* [Source passage]
This is part 2 of my current series where I am taking a closer look at each of the attributes outlined two weeks ago that make up an ideal team player: humble, hungry and smart.  Last week we took a deeper dive into “humble” and how to spot that quality in our company.   

  • The second virtue or quality to discuss is hungry.  Hungry tends to be one of the easier qualities to spot in our current team members.  Do they show up on time or a little early for their shift?  Are they dependable and hardy ever call out?  When you call them in to cover a shift or ask them to stay late, do they say yes?  When they are working are they always in their station or are they wandering in the back, getting a drink or hanging out in the office?  Do they help others and jump in before someone else asks them to do so?  Have they gone through our certification process and are always pushing to learn more? 
  • One quality I see in people that are hungry that may not be obvious is that they are willing to do the little things needed every shift to succeed.  They follow procedures and do things how they are supposed to be done, they don’t take shortcuts or say that something is good enough.  Doing it the right way actually drives this type of person to keep doing more.

* [Tasks to carry out]
• A. In the post about the hungry team player, why does a hungry person follow procedures and refuse to take shortcuts? Answer in one to three sentences.
• B. Write what comes next in the post about the hungry team player, starting after its last sentence.
The items after this point are separate material, not part of the post.

* [Record excerpts]
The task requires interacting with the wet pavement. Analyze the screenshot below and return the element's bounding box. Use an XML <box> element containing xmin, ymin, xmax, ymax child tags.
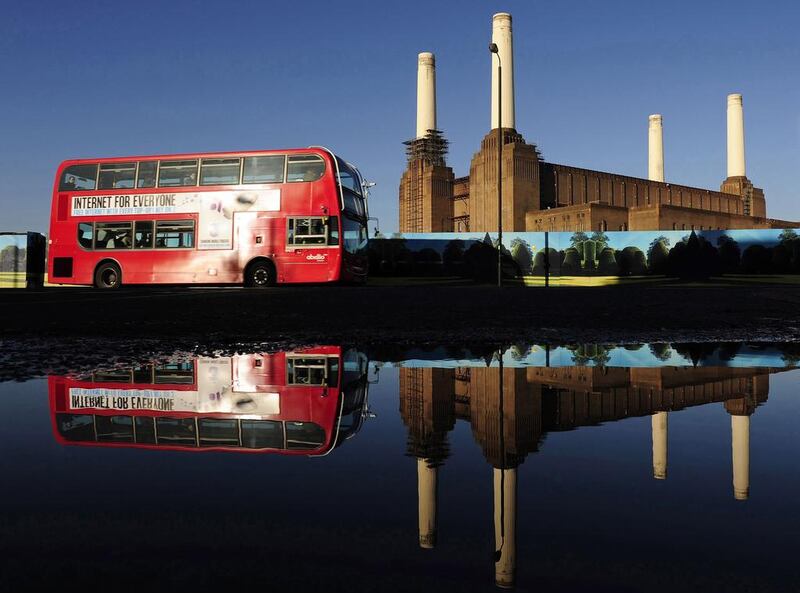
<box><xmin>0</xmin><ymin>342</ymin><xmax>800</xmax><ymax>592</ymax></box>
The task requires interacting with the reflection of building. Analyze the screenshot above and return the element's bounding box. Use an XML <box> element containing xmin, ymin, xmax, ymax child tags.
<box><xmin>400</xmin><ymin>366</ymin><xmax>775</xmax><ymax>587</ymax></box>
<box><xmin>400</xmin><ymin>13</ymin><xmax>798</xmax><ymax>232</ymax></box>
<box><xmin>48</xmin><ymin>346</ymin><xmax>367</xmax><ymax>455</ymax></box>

* [Answers to the exercises]
• A. Doing things the right way drives this kind of person to keep doing more. So a hungry person handles the little things needed every shift and never settles for "good enough."

• B.
  • Can you feel and see the passion or vision in someone?  If someone is hungry, they will have a fire and passion that you can feel and hear when you talk to them.  Tony Robbins credited the poem “The Will To Win,” in shaping his hunger and drive at an early age.  The one interesting thing I have come to learn about hungry is that it seems almost impossible to teach.  It seems that the hunger gene is learned in each of us at a very young age.  One of my biggest disappointments as a leader is when I see unlimited potential in someone but knowing that without the hunger, they may never be able to reach their potential. 
  • As mentioned before, a person needs to have all three of these qualities to really succeed long term.  Someone who is only hungry without being humble or smart is simply a bull in a china shop.  People that only have hunger often lack a vision or long term purpose that keeps them charging in the right direction.  The book Rhinoceros Success is one of the few books out there than can potentially help bring out the hunger in someone. 
  • Being hungry means that a person is willing to make a sacrifice to achieve something.  When interviewing try to spot a time of real, yet joyful sacrifice.  They shouldn’t be resentful for what they had to do to achieve it, they should be proud and grateful for the experience.  One of the words that bothers me in an interview is when someone starts talking about balance.  To me the work life balance myth was created by people that were left unfulfilled with their career choice.  I look at my life and realize that there are seasons of your life when more energy goes into certain areas.  What you are working to achieve should be part of your life and part of who you are.  Back to the Tony Robbins poem, having a real hunger consumes you.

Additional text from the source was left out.